─── Excerpted data ───
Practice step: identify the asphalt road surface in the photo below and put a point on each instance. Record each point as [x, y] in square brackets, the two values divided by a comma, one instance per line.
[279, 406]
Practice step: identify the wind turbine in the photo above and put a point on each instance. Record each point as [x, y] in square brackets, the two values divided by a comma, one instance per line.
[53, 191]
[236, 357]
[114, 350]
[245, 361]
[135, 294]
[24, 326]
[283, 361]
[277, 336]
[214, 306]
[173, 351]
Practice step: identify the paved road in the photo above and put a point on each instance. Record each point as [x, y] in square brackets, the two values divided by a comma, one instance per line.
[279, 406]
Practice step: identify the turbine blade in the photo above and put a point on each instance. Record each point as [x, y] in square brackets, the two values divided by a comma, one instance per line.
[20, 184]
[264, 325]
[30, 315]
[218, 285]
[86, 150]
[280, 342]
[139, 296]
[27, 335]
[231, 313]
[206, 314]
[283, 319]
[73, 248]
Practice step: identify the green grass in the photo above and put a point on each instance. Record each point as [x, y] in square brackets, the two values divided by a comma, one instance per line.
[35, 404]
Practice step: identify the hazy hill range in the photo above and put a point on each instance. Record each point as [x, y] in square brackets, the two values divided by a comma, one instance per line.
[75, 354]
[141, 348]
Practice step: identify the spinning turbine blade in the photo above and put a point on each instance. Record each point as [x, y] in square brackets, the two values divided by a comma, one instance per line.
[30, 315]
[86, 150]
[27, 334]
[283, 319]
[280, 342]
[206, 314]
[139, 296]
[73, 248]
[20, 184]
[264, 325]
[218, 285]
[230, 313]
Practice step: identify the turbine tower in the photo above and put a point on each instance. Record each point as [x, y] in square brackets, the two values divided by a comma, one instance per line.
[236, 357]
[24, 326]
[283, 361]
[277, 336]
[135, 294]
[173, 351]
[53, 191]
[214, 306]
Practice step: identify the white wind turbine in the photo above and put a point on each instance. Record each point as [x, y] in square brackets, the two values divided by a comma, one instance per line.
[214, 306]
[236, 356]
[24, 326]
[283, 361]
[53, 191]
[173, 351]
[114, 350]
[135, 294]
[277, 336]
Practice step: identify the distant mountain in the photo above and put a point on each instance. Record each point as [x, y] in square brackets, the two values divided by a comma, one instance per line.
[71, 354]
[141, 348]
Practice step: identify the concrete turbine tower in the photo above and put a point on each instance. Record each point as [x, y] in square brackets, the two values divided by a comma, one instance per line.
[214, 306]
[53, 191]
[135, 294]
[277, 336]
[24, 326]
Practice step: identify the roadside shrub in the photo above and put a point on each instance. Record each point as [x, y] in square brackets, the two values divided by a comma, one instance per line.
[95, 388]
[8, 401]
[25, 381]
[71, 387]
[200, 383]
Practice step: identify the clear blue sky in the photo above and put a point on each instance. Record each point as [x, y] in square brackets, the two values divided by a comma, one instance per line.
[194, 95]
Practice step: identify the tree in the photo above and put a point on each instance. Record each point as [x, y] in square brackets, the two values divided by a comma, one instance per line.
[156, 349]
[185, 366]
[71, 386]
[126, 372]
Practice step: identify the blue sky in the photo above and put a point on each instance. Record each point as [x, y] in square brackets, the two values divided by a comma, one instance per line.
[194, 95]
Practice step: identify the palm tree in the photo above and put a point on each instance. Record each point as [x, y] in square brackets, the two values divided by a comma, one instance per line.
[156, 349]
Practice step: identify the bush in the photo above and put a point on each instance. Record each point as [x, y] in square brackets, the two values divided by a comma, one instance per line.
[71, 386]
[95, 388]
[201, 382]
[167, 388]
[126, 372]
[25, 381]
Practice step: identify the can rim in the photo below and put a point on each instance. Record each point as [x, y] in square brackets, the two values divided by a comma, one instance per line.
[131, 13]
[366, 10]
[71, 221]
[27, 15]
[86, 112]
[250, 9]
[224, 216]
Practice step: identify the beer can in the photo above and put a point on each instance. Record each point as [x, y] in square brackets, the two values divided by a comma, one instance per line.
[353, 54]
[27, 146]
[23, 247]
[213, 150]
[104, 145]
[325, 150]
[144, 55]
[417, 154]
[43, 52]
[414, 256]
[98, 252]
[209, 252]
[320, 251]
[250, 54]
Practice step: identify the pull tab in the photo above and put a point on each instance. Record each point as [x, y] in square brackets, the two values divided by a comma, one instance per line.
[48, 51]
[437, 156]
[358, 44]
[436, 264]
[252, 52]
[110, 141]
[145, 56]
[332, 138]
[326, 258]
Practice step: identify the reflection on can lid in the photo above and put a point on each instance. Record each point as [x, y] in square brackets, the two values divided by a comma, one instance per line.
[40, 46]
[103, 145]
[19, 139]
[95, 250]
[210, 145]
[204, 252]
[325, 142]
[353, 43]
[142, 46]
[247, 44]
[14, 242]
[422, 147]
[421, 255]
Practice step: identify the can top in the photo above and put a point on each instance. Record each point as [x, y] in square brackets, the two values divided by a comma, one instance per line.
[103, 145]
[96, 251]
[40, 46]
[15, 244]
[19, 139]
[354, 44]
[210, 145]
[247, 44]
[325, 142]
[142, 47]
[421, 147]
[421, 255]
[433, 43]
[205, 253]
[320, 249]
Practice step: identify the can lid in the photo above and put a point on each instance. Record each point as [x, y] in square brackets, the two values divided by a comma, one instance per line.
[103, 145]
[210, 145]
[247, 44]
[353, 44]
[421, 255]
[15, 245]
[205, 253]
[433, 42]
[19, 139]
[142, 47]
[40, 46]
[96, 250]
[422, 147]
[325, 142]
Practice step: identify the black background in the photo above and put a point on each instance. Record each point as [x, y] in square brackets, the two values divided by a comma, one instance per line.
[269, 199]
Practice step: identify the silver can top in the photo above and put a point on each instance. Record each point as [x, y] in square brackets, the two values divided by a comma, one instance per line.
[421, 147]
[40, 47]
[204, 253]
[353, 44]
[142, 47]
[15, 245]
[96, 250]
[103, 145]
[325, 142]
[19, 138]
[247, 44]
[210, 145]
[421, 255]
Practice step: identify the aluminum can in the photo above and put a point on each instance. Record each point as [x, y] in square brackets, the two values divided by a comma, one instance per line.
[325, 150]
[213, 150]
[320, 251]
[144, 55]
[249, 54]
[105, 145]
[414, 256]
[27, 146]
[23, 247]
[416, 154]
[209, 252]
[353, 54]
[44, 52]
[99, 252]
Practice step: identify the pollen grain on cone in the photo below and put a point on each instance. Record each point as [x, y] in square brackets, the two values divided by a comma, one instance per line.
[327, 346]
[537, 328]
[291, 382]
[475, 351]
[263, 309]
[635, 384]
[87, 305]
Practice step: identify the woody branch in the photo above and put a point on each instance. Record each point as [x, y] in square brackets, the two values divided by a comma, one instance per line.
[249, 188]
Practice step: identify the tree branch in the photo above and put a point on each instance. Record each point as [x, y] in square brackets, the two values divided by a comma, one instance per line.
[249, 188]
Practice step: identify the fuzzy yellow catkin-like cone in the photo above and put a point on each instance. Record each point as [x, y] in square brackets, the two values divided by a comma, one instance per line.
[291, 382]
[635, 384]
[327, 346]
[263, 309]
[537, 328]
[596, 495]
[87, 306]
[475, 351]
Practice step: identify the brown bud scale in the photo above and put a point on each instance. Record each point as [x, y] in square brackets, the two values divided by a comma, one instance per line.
───
--- Problem to work on ---
Take the material above and return all of it exactly.

--- Correct answer ---
Practice step: identify the asphalt road surface in the photo below and put a point on each instance. Record each point as [x, y] in square brackets, the two values divided by a comma, one instance per line.
[279, 406]
Practice step: identify the wind turbine in the photo above and put a point on each instance. Record each point as [x, y] in square brackets, the two values divided by a comma, one instance per line.
[53, 191]
[236, 357]
[114, 350]
[245, 361]
[135, 294]
[24, 326]
[283, 361]
[277, 336]
[214, 306]
[173, 351]
Practice step: identify the paved road in the photo above and put a point on each instance. Record each point as [x, y] in square brackets, the two values divided by a comma, one instance per line.
[279, 406]
Practice step: identify the turbine blade in the photo above and put a point on each instance. Record each point as [x, y] in square brackets, the two values divided by a comma, one instance per line.
[20, 184]
[264, 325]
[30, 315]
[218, 285]
[86, 150]
[280, 342]
[139, 296]
[27, 335]
[231, 313]
[206, 314]
[283, 319]
[73, 248]
Practice step: identify the green grass in the photo above and put a point on each instance. Record each point as [x, y] in square brackets, the two values divided by a comma, one instance per line.
[35, 404]
Practice step: identify the hazy hill range in the photo above and put a point on each instance. Record each point as [x, y] in square brackets, the two values divided by a comma, one instance per line.
[75, 354]
[141, 348]
Practice step: identify the spinning turbine blade in the photo above and put a point on each instance. Record each point as [x, y] in square brackets, the two values divided by a comma, one instance per line.
[30, 315]
[86, 150]
[27, 334]
[283, 319]
[280, 342]
[206, 314]
[139, 296]
[73, 248]
[20, 184]
[264, 325]
[218, 285]
[230, 313]
Practice step: identify the turbine tower in the photo above and put a point on each instance. Record each point as [x, y] in square brackets, the two values divided by a comma, one instance per line.
[236, 357]
[24, 326]
[283, 361]
[277, 336]
[135, 294]
[173, 351]
[53, 191]
[214, 306]
Practice step: identify the white wind turbine in the photo above and put a point on each instance. Record each point as [x, y] in square brackets, the two values divided by a comma, one instance per line.
[214, 306]
[236, 356]
[24, 326]
[283, 361]
[53, 191]
[173, 351]
[114, 350]
[135, 294]
[277, 336]
Practice step: identify the distant mountain in the photo above and put a point on each instance. Record each point as [x, y] in square brackets, the two values divided by a comma, one instance per line.
[71, 354]
[141, 348]
Practice step: identify the concrete turbine tower in the photo above and put a point on each instance. Record each point as [x, y] in square brackets, the two values divided by a comma, one instance per line.
[214, 306]
[53, 191]
[135, 294]
[277, 336]
[24, 326]
Practice step: identify the roadside shrub in the photo above and put a point on each instance. Record each point as [x, y] in square brackets, the two values divided by a comma, one instance per line.
[95, 388]
[8, 401]
[25, 381]
[71, 387]
[200, 383]
Practice step: identify the clear blue sky in the photo above and put a point on each instance. Record each point as [x, y] in square brackets, the two values divided by a comma, one instance per line.
[194, 95]
Practice step: identify the tree in the photo above and put a point on each instance. Record each point as [x, y] in square brackets, the two values divided by a comma, one instance per line.
[156, 349]
[185, 366]
[71, 386]
[126, 372]
Practice step: identify the blue sky in the photo above and put a point on each instance. Record each point as [x, y] in square brackets, the two values divided by a comma, one instance per line.
[194, 95]
Practice step: identify the palm tree in the photo above and put a point on each instance. Record each point as [x, y] in square brackets, the two values divided by a comma, one instance per line.
[156, 349]
Practice step: identify the bush in the photo above and put a point on each instance. Record each point as [x, y] in square brackets, the two values divided by a comma, one instance per line.
[71, 386]
[95, 388]
[201, 382]
[167, 388]
[126, 372]
[25, 381]
Practice step: identify the can rim in the photo below and put a point on each instance. Record each point as [x, y] in square brackets, the two values divided by a comma, one instance per line.
[131, 13]
[366, 10]
[71, 221]
[27, 15]
[86, 112]
[250, 9]
[224, 216]
Practice step: identify the beer can in the photo above and put a point on each instance. Record each point as [x, y] in square brackets, the two values divided by a comma, one instance per line.
[353, 54]
[27, 146]
[23, 247]
[213, 150]
[104, 145]
[325, 150]
[144, 55]
[417, 154]
[43, 52]
[414, 256]
[98, 252]
[209, 252]
[320, 251]
[250, 54]
Practice step: identify the pull tab in the photo above and put a point on each instance. Record each point as [x, y] in square brackets, the two values divided by a comma, one instance per line.
[48, 51]
[437, 156]
[358, 44]
[436, 264]
[252, 52]
[110, 141]
[145, 56]
[332, 138]
[326, 258]
Practice step: identify the reflection on can lid in the photo above and put a point on each instance. Record each point as [x, y] in square brackets, the two values divided by a comma, one instance per line.
[40, 46]
[103, 145]
[19, 139]
[95, 250]
[210, 145]
[204, 252]
[325, 142]
[353, 43]
[142, 46]
[247, 44]
[14, 242]
[422, 147]
[421, 255]
Practice step: identify the can top in the photo above and put a point on each instance. Record each point as [x, y] in square brackets, the two values divided by a comma, one instance per line.
[103, 145]
[96, 251]
[40, 46]
[15, 244]
[19, 139]
[354, 44]
[210, 145]
[247, 44]
[325, 142]
[142, 47]
[421, 147]
[421, 255]
[433, 43]
[205, 253]
[320, 249]
Practice step: identify the can lid in the photo above and put a point on each instance. Record each point as [x, y] in square brackets, the two values divided by a comma, one instance per line.
[103, 145]
[210, 145]
[247, 44]
[353, 44]
[421, 255]
[15, 245]
[205, 253]
[433, 42]
[19, 139]
[142, 47]
[40, 46]
[96, 250]
[422, 147]
[325, 142]
Practice step: identify the black background in the photo above and put a point on each instance. Record each point as [x, y] in square brackets, the two values divided by a comma, one instance per line.
[269, 199]
Practice step: identify the silver can top in the photo above and put a point on each instance. Record each point as [x, y] in square brackets, the two values divided by a comma, one instance per line.
[421, 147]
[40, 47]
[204, 253]
[353, 44]
[142, 47]
[15, 245]
[96, 250]
[103, 145]
[325, 142]
[19, 138]
[247, 44]
[210, 145]
[421, 255]
Practice step: identify the aluminum can in the photo above and put a point on each instance. Record each point as [x, y] in square brackets, the two values divided by a comma, one instance per line.
[325, 150]
[213, 150]
[320, 251]
[144, 55]
[249, 54]
[105, 145]
[414, 256]
[27, 146]
[23, 247]
[416, 154]
[209, 252]
[353, 54]
[44, 52]
[99, 252]
Practice step: identify the pollen grain on cone in the photo below and put a point on each instance. Record each point as [x, y] in square brackets, the two values divided by a comma, one instance per line.
[327, 346]
[537, 328]
[291, 382]
[475, 351]
[263, 309]
[635, 384]
[87, 305]
Practice step: identify the woody branch in the photo above and put a point on each instance. Record each point as [x, y] in square brackets, the two values divided by a comma, one instance per line.
[249, 188]
Practice step: identify the tree branch in the photo above and put a point on each instance. Record each point as [x, y] in square brackets, the two values divided by a comma, one instance per line.
[249, 188]
Practice step: identify the fuzzy yellow catkin-like cone in the photo above and put a point on each instance. Record each point as [x, y] in square brackets, the two values divided by a comma, one instance per line.
[291, 382]
[635, 384]
[327, 346]
[263, 309]
[537, 328]
[596, 495]
[87, 306]
[475, 351]
Practice step: identify the brown bud scale in the photo above and put a point on each instance. Record each point as [x, y] in square brackets, the two values divided by a comma, one instance per line.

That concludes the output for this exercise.